WHAT YOU NEED TO DO: Return every one of the rows below word for word, without altering anything.

- - -

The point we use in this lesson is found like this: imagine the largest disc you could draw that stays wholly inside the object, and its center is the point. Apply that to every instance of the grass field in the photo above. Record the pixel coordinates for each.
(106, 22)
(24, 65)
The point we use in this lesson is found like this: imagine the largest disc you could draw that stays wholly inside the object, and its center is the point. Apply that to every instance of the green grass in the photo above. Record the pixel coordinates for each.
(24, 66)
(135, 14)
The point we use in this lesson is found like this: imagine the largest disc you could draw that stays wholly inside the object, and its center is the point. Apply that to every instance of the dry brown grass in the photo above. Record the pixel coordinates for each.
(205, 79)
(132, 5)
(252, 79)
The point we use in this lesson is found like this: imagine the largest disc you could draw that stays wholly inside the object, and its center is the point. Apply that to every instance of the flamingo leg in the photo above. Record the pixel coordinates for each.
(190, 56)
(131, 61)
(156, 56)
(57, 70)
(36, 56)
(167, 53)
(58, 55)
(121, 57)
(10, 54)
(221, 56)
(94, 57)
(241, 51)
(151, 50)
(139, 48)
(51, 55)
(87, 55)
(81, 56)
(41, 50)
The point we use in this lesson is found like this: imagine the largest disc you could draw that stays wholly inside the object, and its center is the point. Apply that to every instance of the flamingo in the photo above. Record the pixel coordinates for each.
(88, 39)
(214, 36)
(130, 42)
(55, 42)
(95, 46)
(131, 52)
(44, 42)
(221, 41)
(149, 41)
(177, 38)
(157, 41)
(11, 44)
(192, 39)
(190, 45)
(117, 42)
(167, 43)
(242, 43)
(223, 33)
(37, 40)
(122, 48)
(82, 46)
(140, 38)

- - -

IN RESPONSE:
The point we use in this lesson is found like this: imagine the largest disc you could draw that stays wholly inside the object, and its center is the point. Apply that to every instance of the grass field in the photo above. Record the pixel coordinates for each.
(106, 22)
(24, 65)
The point we use in this lesson is found like this: imagine the largest disc you could draw that stays wholly inside the object, and its center is the point. Apply that to every instance of the green grass in the photo above. Record the pixel coordinates for each.
(24, 66)
(135, 14)
The point we use in this lesson is found like this: imagine the largest disc you could draw that stays wholly inside the object, and its center is the point. Apply that to every instance of the dry brown grass in the photo above. Record the pixel coordinates for each.
(205, 79)
(132, 5)
(252, 79)
The point we use in this lesson is found like this: imagine the largest disc you could draw that stays wholly inside the object, and its center is the point. Apply that to every instance of the flamingo leg in the photo above. Record the pixel coordinates for each.
(190, 56)
(131, 61)
(156, 56)
(57, 70)
(36, 56)
(167, 53)
(58, 55)
(121, 57)
(10, 54)
(221, 56)
(94, 57)
(241, 51)
(151, 50)
(139, 48)
(51, 55)
(87, 55)
(81, 56)
(41, 50)
The point we use in this lesson is found like this: imagine the largest disc you could draw that stays wholly inside the object, and its center is the point. Apply that to every instance of the flamingo in the photo above. Record the pixel coordinates for each.
(88, 39)
(214, 36)
(130, 42)
(55, 42)
(95, 46)
(131, 52)
(44, 42)
(221, 41)
(149, 41)
(177, 38)
(157, 41)
(11, 44)
(192, 39)
(190, 45)
(117, 42)
(167, 43)
(242, 43)
(223, 33)
(37, 40)
(122, 48)
(82, 46)
(140, 38)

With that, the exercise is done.